**Document segment**
========

The relative distribution range of the RIper at the mean level of annual healthy group after normalization of the RIpop.
Discussion
BV and the indices derived from BV can be used to interpret the utility of population-based reference intervals, estimate the significance changes of two serial results and define analytical performance specifications for each analyte [6]. This study executed strict entry criteria for the individuals to ensure the accuracy of BV data. Individuals were screened by physical, electrocardiogram, laboratory, and ultrasound examinations (liver, pancreas, renal). Through screening, the potential diseases which might affect laboratory results during six years were eliminated.
For clinical chemistry analytes, the CVI estimates of female were significantly higher than those of male for ALT, ALP, urea, and UA in annual group. The weekly CVI estimates for these biomarkers of female were also higher than those of male in this study without significant difference. Aarsand [18] found weekly CVI estimates of female were higher than those of male for urea and UA, which was consistent with our result. The change of hormone level during perimenopause could increase bone turnover which could lead to significant changes in ALP, and thus might be the possible reason for CVI gender difference [19]. For hematology analytes, similar to Buoro’s study [20], CVI estimates of RBC, Hb, and HCT of female were significantly higher than those of male in weekly BV. It was probably because of the effects of menstrual cycles, which could reflect a loss of red blood cells in female, and thus could lead to higher CVI of erythrocyte related parameters than male. The duration in this study (six years) had covered multiples of the turnover periods for erythrocytes (about four months) [21]. Therefore, we observed that the CVI estimates of male in annual group were significantly larger than those of weekly group and tended to be consistent with those of female.

========

**Recorded data**
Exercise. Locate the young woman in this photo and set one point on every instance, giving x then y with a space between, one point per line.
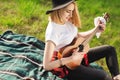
61 31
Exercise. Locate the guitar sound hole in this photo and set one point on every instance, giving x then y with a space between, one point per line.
81 47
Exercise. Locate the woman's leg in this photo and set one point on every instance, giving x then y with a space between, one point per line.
107 52
87 73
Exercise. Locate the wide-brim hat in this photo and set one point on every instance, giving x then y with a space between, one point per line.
58 4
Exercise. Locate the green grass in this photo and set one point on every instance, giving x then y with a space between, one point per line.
28 17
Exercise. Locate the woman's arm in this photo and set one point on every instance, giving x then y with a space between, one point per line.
87 33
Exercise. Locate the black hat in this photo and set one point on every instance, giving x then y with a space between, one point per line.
58 4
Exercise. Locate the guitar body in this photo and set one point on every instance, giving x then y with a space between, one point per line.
81 43
68 51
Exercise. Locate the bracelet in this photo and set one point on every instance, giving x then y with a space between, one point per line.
60 62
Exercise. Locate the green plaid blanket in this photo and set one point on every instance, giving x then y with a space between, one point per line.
21 58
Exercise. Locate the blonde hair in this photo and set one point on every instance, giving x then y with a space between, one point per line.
55 16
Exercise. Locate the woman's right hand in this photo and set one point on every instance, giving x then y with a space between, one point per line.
77 56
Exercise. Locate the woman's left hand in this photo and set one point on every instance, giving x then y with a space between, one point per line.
102 27
100 21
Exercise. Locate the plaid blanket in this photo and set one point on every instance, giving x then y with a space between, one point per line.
21 58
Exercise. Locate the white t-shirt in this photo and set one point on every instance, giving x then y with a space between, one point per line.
61 35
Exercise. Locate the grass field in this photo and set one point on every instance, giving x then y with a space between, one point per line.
28 17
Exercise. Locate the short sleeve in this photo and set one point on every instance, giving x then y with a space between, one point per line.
51 33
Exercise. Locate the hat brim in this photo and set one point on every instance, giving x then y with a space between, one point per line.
59 7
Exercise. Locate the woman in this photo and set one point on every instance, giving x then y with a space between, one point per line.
61 31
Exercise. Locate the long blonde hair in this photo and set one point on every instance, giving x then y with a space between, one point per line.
54 16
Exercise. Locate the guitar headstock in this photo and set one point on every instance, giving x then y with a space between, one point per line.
106 16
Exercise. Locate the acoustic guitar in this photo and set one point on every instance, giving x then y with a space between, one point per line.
81 43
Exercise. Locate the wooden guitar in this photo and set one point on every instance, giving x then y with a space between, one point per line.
80 42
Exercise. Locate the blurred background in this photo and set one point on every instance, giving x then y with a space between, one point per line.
28 17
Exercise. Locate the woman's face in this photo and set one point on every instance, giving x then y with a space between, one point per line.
67 12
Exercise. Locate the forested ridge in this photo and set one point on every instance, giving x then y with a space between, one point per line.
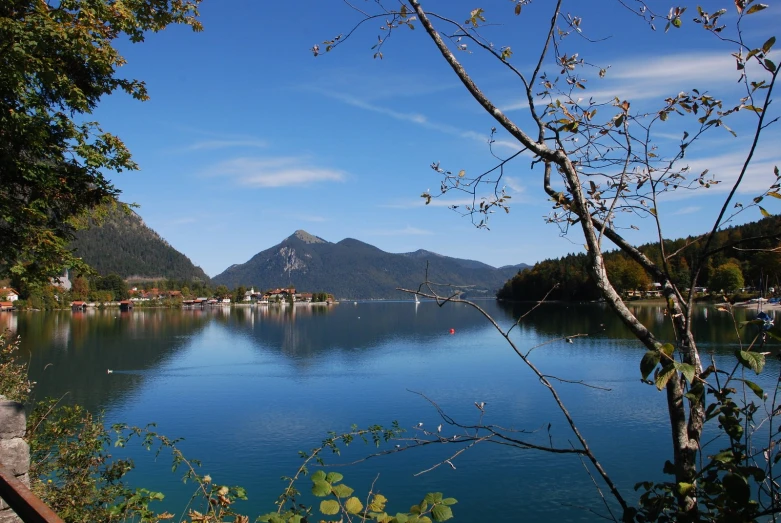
752 256
124 245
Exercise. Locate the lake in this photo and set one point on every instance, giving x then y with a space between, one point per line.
249 387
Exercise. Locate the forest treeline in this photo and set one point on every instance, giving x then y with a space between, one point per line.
124 245
751 263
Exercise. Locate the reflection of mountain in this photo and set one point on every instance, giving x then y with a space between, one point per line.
303 332
354 269
86 345
556 320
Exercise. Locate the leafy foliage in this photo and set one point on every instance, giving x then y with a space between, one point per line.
14 383
574 283
433 507
58 62
121 243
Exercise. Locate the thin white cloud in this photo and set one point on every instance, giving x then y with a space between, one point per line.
182 221
310 218
273 172
435 202
686 210
225 144
514 184
407 231
644 78
419 119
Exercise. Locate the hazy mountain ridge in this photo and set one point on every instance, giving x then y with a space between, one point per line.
124 245
354 269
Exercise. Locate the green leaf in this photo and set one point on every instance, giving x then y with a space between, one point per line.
687 371
725 456
433 497
321 488
664 376
756 8
341 491
737 487
333 477
756 389
353 505
329 507
649 362
684 488
441 513
753 360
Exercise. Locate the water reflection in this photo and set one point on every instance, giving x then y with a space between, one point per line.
267 382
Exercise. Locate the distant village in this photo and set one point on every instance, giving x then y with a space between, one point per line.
79 297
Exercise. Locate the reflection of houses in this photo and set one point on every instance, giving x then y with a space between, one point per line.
280 294
252 295
8 294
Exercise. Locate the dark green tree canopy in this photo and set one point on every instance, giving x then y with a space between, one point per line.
57 60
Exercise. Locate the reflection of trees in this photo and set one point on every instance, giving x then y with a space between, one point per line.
71 352
554 320
303 332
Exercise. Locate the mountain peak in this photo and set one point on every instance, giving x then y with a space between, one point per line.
305 237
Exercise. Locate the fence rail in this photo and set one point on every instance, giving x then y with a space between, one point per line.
26 504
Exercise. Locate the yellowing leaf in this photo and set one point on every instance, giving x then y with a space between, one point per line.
353 505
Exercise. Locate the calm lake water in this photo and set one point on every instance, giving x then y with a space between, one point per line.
250 387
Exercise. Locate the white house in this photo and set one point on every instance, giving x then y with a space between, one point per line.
8 294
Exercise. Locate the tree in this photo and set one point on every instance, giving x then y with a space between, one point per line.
80 288
604 163
58 61
727 278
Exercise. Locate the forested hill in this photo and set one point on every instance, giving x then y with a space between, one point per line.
353 269
124 245
574 283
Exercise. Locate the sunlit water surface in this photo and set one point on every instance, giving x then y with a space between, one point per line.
249 387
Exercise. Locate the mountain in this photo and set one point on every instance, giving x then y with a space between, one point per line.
353 269
124 245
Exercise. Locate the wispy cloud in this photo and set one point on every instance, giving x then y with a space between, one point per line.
420 202
407 231
418 119
514 184
686 210
226 144
182 221
273 172
310 218
644 78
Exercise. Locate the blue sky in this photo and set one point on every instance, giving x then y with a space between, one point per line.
248 137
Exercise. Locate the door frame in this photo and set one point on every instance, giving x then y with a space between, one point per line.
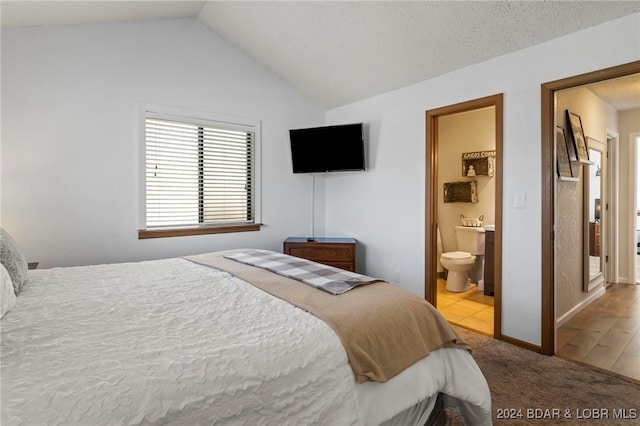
548 180
431 199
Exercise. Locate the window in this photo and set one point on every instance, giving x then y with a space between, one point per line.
199 176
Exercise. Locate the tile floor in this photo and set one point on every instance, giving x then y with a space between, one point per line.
606 334
470 309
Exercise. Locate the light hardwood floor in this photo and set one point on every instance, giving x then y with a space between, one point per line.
469 309
606 334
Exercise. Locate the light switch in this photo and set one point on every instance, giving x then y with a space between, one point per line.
520 200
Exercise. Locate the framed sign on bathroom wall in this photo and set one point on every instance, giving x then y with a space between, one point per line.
479 163
461 192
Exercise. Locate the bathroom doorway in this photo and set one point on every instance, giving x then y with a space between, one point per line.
435 212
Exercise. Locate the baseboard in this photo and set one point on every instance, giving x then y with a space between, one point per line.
521 343
580 306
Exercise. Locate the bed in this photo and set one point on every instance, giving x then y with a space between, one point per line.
188 341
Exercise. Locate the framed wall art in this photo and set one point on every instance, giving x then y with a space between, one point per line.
461 192
562 157
577 136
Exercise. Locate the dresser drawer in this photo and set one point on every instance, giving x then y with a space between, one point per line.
340 253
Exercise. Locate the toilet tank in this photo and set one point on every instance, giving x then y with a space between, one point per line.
470 239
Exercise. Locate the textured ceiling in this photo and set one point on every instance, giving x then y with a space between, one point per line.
339 52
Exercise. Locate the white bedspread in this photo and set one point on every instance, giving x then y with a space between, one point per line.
173 342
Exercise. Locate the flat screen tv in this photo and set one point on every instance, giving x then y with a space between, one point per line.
327 149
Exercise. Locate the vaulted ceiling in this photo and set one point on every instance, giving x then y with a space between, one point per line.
337 52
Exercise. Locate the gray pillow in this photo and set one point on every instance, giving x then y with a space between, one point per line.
13 260
7 294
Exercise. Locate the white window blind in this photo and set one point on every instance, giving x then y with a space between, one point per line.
198 174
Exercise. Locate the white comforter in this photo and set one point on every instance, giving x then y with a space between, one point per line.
173 342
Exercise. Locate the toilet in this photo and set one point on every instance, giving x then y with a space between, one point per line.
470 248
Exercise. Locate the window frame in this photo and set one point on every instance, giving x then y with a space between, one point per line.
205 119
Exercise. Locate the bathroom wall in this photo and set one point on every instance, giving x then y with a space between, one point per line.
628 127
597 116
457 133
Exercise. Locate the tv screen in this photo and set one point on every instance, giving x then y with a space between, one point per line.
327 149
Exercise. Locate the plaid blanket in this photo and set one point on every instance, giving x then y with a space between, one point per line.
323 277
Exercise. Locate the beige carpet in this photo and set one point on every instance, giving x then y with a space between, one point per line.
528 388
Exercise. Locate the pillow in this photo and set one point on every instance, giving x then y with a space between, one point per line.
7 294
11 258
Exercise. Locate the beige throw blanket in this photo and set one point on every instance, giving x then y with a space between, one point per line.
384 329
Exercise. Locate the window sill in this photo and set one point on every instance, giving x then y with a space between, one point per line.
199 230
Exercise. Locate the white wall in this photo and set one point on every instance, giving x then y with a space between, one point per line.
384 207
70 141
628 127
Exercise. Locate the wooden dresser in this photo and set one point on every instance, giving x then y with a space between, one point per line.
338 252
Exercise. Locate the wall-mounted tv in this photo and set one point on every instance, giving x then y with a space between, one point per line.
327 149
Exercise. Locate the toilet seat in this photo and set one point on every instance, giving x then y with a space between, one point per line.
456 255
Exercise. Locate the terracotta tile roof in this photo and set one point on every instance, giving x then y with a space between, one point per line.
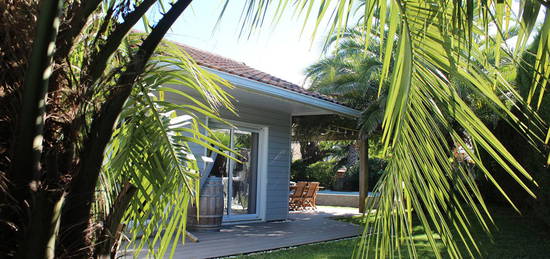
230 66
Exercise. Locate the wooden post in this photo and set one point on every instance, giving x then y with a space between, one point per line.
363 172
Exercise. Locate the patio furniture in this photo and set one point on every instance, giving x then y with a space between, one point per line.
310 196
296 197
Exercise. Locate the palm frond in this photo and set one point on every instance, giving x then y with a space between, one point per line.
150 149
435 44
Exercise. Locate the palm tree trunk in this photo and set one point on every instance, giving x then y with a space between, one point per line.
44 205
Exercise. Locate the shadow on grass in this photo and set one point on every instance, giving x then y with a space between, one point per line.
514 236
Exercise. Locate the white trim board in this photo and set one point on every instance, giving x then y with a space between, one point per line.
278 92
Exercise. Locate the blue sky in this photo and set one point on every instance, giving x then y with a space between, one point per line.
278 50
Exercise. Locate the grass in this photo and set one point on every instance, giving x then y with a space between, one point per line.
514 237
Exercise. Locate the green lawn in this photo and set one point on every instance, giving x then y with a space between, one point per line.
516 237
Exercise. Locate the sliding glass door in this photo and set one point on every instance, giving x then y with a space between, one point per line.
240 175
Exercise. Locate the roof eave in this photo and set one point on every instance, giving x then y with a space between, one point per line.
278 92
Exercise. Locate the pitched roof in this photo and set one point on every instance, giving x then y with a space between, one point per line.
223 64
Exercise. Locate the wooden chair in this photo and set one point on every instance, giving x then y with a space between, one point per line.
310 196
296 198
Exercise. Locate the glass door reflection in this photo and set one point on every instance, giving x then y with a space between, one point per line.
240 175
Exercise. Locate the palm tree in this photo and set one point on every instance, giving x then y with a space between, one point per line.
351 75
436 43
86 148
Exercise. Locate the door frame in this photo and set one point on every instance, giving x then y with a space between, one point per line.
261 192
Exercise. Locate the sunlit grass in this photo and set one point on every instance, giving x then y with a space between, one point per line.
516 237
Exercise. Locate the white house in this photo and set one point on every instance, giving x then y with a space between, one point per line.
265 105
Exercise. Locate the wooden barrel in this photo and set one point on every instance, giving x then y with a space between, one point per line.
211 207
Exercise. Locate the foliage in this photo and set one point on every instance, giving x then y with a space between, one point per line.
517 237
86 145
321 171
435 43
150 149
351 75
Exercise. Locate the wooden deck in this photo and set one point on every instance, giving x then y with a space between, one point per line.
299 229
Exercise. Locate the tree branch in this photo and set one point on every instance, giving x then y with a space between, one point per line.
28 143
99 61
77 207
108 237
70 30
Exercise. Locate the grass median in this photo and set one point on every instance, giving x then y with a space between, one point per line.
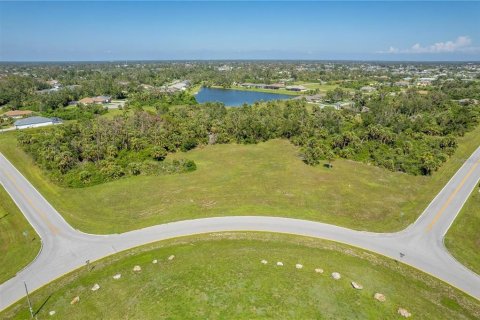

========

Can you copy out the whole passage on biological variation word for word? The material has nothing to do with the passage on biological variation.

The relative distribution range of the RIper at the mean level of annual healthy group after normalization of the RIpop.
Discussion
BV and the indices derived from BV can be used to interpret the utility of population-based reference intervals, estimate the significance changes of two serial results and define analytical performance specifications for each analyte [6]. This study executed strict entry criteria for the individuals to ensure the accuracy of BV data. Individuals were screened by physical, electrocardiogram, laboratory, and ultrasound examinations (liver, pancreas, renal). Through screening, the potential diseases which might affect laboratory results during six years were eliminated.
For clinical chemistry analytes, the CVI estimates of female were significantly higher than those of male for ALT, ALP, urea, and UA in annual group. The weekly CVI estimates for these biomarkers of female were also higher than those of male in this study without significant difference. Aarsand [18] found weekly CVI estimates of female were higher than those of male for urea and UA, which was consistent with our result. The change of hormone level during perimenopause could increase bone turnover which could lead to significant changes in ALP, and thus might be the possible reason for CVI gender difference [19]. For hematology analytes, similar to Buoro’s study [20], CVI estimates of RBC, Hb, and HCT of female were significantly higher than those of male in weekly BV. It was probably because of the effects of menstrual cycles, which could reflect a loss of red blood cells in female, and thus could lead to higher CVI of erythrocyte related parameters than male. The duration in this study (six years) had covered multiples of the turnover periods for erythrocytes (about four months) [21]. Therefore, we observed that the CVI estimates of male in annual group were significantly larger than those of weekly group and tended to be consistent with those of female.